Exercise set —
[a] In the comment thread, which book does the second comment say first made the article's main point?
[b] Carry on the comment thread from its last line.

Document excerpt —
>>

9 of 241 comments (clear)

  1. The term "trusted" is accurate for this. by AtariAmarok · · Score: 2, Insightful

    You have the wrong definition of "trust" in mind.

    You need to look further down on the list of definitions "trust" to find the appropriate one:

    "A combination of firms or corporations for the purpose of reducing competition and controlling prices throughout a business or an industry."

    --
    Don't blame Durga. I voted for Centauri.
  2. Lessig said it first by Minna+Kirai · · Score: 5, Insightful

    The article's (which is already slashdotted) main idea is that it will be possible for a cooperation of government and corporate interests to change the internet from the freewheeling, content-neutral common carrier we know and love into a strict disciplinarian.

    That was the thesis of Lawrence Lessig's 5 year old book, "Code and Other Laws of Cyberspace". The internet is artificial. It's not a force of nature. Human effort built it, and human laws can change it. With sufficient financial motivation, laws will change it.

    Tired quotations like "The internet treats censorship as damage, and routes around it" are at best observations of recent behavior, not guarantees that truely effective internet censorship won't happen in the future.

<<

Supplied entries —
>>

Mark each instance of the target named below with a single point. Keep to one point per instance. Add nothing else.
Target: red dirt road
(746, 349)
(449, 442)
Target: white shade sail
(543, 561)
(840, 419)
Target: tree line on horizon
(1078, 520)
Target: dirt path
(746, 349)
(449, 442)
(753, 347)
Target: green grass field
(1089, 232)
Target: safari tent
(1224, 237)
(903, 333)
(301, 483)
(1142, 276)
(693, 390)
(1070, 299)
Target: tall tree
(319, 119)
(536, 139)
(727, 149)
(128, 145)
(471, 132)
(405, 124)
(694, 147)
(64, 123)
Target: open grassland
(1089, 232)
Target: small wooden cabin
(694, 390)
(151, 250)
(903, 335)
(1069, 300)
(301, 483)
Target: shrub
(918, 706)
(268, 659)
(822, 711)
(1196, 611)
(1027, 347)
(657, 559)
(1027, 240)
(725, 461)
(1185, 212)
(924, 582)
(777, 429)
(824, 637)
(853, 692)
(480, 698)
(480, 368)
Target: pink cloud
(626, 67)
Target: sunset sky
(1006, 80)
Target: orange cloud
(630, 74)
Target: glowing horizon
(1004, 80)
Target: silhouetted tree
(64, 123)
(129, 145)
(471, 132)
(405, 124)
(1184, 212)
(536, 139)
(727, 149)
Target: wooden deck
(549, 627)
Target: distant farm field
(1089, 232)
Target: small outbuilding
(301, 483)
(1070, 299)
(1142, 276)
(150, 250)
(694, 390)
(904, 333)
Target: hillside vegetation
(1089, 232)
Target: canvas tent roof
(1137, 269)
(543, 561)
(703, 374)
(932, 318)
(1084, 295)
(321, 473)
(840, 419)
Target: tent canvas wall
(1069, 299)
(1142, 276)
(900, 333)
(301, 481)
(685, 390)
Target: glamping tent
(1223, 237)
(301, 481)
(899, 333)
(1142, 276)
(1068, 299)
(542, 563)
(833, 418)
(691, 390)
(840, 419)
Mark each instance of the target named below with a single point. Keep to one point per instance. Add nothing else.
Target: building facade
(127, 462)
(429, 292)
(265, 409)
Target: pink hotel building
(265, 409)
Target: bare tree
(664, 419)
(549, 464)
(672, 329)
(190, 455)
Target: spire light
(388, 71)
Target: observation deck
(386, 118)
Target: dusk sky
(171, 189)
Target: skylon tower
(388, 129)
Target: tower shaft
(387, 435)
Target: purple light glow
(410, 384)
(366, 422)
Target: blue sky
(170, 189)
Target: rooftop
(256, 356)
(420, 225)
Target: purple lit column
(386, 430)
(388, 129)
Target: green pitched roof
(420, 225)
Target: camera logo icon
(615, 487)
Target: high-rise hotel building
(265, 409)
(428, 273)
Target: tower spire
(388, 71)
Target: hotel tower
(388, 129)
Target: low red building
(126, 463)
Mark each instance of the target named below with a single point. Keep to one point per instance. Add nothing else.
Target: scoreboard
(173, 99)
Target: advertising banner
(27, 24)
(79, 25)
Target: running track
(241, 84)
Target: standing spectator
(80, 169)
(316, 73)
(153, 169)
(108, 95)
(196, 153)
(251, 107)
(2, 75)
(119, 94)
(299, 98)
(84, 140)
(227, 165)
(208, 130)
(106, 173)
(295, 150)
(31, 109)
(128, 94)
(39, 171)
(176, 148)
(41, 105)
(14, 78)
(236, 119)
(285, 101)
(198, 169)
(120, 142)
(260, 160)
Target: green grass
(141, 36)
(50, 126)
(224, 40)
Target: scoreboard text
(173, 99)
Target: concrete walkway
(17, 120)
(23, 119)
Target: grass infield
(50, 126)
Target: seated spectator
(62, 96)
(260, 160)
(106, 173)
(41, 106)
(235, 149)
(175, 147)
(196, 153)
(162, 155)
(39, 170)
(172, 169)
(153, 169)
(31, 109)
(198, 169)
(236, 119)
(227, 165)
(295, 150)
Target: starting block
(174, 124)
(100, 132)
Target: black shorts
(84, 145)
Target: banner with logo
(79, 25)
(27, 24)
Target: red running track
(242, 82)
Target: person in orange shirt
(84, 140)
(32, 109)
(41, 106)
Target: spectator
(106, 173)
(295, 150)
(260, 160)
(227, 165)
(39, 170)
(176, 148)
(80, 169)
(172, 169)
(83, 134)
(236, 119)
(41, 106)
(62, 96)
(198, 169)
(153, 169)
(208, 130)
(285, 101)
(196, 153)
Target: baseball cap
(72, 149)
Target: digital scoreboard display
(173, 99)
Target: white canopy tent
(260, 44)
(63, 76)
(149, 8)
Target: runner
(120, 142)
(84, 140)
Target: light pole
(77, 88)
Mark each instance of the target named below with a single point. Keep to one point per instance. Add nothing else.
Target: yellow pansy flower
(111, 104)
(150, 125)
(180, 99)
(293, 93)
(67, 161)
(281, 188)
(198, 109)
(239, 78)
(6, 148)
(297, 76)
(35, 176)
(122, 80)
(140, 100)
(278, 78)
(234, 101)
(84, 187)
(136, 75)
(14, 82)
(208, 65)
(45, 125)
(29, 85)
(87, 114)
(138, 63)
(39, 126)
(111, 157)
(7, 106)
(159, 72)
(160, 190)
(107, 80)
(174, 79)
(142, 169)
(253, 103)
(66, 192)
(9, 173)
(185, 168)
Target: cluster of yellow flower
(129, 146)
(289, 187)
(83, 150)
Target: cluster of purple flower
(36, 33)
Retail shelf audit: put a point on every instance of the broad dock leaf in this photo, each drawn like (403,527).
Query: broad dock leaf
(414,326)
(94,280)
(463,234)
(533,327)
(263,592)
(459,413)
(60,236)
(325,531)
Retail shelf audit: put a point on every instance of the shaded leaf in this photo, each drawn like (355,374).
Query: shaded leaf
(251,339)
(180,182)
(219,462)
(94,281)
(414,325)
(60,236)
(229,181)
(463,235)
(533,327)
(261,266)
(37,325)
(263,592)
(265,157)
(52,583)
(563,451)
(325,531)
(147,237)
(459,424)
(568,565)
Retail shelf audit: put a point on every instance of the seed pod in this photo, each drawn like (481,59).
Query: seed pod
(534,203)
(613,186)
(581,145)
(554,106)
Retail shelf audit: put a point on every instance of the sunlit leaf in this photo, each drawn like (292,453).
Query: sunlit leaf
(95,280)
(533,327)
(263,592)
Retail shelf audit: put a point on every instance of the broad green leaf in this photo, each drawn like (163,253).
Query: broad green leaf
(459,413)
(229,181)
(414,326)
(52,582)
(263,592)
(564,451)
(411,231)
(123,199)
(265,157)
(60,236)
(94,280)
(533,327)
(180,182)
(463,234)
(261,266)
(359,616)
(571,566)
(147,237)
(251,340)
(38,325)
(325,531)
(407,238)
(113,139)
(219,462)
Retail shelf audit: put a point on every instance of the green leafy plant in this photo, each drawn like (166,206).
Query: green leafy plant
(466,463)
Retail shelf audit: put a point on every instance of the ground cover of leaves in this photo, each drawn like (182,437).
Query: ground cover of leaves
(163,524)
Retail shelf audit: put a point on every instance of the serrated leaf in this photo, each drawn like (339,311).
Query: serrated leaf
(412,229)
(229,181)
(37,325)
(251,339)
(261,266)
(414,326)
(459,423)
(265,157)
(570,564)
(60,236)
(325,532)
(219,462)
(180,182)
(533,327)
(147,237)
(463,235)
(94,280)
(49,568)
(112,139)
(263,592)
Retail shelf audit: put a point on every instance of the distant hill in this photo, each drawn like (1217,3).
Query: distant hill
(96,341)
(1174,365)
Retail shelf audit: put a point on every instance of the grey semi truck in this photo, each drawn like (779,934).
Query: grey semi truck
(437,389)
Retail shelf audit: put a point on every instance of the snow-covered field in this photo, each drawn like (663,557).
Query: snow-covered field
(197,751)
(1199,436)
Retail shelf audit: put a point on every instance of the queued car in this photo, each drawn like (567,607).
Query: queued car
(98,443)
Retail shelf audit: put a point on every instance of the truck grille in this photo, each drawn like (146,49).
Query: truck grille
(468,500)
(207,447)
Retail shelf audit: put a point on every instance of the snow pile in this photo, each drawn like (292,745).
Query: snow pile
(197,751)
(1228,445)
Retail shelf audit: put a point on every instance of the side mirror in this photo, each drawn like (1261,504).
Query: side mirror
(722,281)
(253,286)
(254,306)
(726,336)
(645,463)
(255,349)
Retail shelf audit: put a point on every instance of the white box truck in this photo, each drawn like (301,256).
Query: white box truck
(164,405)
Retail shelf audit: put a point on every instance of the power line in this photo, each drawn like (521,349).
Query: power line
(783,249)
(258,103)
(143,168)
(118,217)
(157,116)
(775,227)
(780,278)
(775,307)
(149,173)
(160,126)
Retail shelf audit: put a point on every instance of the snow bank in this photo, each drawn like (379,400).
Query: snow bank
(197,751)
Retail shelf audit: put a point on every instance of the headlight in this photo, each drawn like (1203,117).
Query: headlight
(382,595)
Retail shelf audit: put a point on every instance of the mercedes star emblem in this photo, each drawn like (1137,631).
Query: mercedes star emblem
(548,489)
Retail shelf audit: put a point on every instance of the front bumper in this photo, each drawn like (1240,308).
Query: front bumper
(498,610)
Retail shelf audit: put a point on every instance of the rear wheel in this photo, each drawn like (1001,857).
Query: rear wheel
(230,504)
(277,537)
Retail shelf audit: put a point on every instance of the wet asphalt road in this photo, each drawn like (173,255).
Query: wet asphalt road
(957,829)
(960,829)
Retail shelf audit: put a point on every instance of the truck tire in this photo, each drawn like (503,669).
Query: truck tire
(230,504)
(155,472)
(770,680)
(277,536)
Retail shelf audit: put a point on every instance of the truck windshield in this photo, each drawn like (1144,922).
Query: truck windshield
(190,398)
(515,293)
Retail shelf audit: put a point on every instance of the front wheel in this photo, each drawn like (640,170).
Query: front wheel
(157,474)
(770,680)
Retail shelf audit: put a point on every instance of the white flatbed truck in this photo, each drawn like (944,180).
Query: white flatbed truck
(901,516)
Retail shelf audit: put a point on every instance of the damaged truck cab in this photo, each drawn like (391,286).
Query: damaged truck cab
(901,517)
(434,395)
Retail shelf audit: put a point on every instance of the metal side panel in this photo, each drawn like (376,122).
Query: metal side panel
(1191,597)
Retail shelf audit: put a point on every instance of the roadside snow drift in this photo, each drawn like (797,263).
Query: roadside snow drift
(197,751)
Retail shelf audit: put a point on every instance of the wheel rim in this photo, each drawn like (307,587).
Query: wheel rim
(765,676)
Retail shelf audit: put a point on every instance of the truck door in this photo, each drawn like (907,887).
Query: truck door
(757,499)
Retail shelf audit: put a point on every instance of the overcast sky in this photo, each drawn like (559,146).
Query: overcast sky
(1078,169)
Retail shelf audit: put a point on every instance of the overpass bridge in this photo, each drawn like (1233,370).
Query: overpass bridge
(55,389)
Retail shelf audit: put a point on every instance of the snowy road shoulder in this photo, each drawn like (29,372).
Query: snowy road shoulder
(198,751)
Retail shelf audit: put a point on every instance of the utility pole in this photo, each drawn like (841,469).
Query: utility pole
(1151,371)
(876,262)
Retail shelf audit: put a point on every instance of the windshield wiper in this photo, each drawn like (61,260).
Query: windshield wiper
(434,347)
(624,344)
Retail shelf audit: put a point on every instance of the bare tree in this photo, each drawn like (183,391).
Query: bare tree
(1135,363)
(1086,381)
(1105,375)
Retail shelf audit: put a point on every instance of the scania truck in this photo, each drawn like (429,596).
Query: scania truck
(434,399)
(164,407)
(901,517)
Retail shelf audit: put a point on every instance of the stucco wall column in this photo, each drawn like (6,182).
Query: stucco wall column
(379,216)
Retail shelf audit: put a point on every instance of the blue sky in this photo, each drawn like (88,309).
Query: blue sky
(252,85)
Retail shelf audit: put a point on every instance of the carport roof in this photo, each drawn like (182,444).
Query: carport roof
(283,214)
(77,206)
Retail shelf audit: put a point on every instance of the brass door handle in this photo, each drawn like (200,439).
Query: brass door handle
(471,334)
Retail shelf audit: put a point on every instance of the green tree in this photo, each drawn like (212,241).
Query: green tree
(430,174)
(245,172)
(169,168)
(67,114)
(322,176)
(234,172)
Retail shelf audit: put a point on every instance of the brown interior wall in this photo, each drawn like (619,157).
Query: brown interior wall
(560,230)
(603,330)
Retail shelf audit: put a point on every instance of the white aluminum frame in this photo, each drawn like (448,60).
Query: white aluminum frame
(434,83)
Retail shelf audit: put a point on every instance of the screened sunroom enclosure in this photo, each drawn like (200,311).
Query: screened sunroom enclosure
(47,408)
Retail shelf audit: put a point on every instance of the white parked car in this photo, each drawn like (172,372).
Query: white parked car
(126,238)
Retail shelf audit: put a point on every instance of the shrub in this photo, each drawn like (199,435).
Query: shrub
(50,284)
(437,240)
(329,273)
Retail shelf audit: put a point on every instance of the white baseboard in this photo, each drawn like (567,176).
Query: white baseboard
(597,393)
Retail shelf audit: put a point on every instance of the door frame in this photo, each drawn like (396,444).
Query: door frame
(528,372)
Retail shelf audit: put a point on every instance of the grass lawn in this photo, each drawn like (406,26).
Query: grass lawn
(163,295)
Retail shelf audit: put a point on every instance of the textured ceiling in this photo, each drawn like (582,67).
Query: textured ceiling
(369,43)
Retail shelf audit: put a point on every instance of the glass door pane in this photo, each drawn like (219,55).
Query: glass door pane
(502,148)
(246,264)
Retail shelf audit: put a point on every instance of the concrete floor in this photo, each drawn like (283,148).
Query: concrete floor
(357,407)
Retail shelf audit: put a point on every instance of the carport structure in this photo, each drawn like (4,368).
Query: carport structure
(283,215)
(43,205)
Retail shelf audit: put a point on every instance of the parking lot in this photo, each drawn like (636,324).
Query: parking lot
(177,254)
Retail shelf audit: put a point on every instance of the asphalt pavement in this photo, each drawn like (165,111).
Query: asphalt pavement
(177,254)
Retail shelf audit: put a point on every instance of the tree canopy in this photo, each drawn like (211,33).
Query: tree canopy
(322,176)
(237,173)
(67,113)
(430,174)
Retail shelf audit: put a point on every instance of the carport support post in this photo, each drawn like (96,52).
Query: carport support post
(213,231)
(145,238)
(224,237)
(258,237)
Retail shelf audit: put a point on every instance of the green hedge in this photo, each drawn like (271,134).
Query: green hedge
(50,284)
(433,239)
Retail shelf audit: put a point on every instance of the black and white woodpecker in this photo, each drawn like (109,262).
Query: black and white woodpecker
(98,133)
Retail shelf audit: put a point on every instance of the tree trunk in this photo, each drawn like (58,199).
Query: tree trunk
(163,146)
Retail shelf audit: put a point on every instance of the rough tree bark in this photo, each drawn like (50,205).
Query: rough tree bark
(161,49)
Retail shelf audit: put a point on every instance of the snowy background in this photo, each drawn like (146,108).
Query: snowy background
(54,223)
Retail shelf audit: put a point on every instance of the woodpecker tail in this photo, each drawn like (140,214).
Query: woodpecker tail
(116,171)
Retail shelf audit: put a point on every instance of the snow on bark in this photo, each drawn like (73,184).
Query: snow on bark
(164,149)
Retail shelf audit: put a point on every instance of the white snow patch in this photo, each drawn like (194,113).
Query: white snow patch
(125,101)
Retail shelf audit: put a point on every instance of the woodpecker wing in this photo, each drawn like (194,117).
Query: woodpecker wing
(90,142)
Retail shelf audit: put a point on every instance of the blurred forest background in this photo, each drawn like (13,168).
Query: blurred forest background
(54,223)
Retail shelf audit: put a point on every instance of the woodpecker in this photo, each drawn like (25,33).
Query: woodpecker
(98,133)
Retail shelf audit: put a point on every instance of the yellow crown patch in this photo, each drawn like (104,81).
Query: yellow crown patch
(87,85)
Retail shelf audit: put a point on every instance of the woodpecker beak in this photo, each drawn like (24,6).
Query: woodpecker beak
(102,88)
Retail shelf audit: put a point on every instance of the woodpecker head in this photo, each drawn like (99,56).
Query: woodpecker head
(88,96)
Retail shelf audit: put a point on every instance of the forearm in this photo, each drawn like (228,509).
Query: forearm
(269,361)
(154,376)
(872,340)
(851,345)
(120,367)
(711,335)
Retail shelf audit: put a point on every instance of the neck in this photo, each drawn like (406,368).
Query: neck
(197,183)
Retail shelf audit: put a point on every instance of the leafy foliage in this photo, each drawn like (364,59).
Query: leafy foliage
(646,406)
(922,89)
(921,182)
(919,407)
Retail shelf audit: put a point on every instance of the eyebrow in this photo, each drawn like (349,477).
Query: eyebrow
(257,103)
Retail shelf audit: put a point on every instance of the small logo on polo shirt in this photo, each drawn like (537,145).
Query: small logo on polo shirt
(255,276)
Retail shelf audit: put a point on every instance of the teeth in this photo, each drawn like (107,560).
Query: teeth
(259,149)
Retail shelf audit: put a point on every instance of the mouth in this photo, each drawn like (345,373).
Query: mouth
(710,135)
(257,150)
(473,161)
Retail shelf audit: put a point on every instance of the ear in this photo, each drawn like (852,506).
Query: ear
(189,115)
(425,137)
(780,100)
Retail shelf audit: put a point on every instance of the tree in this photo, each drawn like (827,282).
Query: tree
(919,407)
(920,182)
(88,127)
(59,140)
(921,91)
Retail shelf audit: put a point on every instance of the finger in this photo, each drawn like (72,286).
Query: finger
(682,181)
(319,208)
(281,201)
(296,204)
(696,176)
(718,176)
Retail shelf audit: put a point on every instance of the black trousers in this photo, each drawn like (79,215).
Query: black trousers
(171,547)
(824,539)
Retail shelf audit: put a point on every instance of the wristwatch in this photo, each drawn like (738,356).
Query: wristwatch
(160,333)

<<

Responses for each task —
[a] Lawrence Lessig's "Code and Other Laws of Cyberspace."

[b]
    Those who care about freedom cannot just sit back and assume that because the net is fairly free now, it always will be. Eternal vigiliance is the price.

    1. Re:Lessig said it first by Bookwyrm · · Score: 2, Insightful

      They would need to have control of my connection at the packet level.


      You think they don't already? Or rather, can't?

      If your packet goes over someone else's wire, that person can do *anything* to that packet they want to. There is you, on one of the wire, sending electrical signals out that represent data -- there is nothing at all that mandates the electrical signals they send back have to be what you want them to be.

      Honestly, if you would not believe this:

      # traceroute my.server.com
      Tracing route to 64.64.64.64
      1. 15 ms 16 ms 19 ms my.router.net
      2. 35 ms 42 ms 53 ms relay.babylon5.earth.gov
      3. 55 ms 90 ms 85 ms comnet.core.ncc1701-e.starfleet.ufp
      4. 120 ms 130 ms 115 ms my.server.com

      Why in the world would you trust:

      # traceroute my.server.com
      Tracing route to 64.64.64.64
      1. 15 ms 16 ms 19 ms my.router.net
      2. 35 ms 42 ms 53 ms rtr1.router.net
      3. 55 ms 90 ms 85 ms mae-east.gateway.server.com
      4. 120 ms 130 ms 115 ms my.server.com

      The person at the other end of your wire has total control over what he/she chooses to send you, be it garbage, data, or 10,000 volts. Once your packet reaches the other end of the wire, they can drop it, mangle it, copy it, etc. (Note that encryption and the like might stop them from decoding it or altering it *in a useful way*, but this doesn't stop them from *trying*)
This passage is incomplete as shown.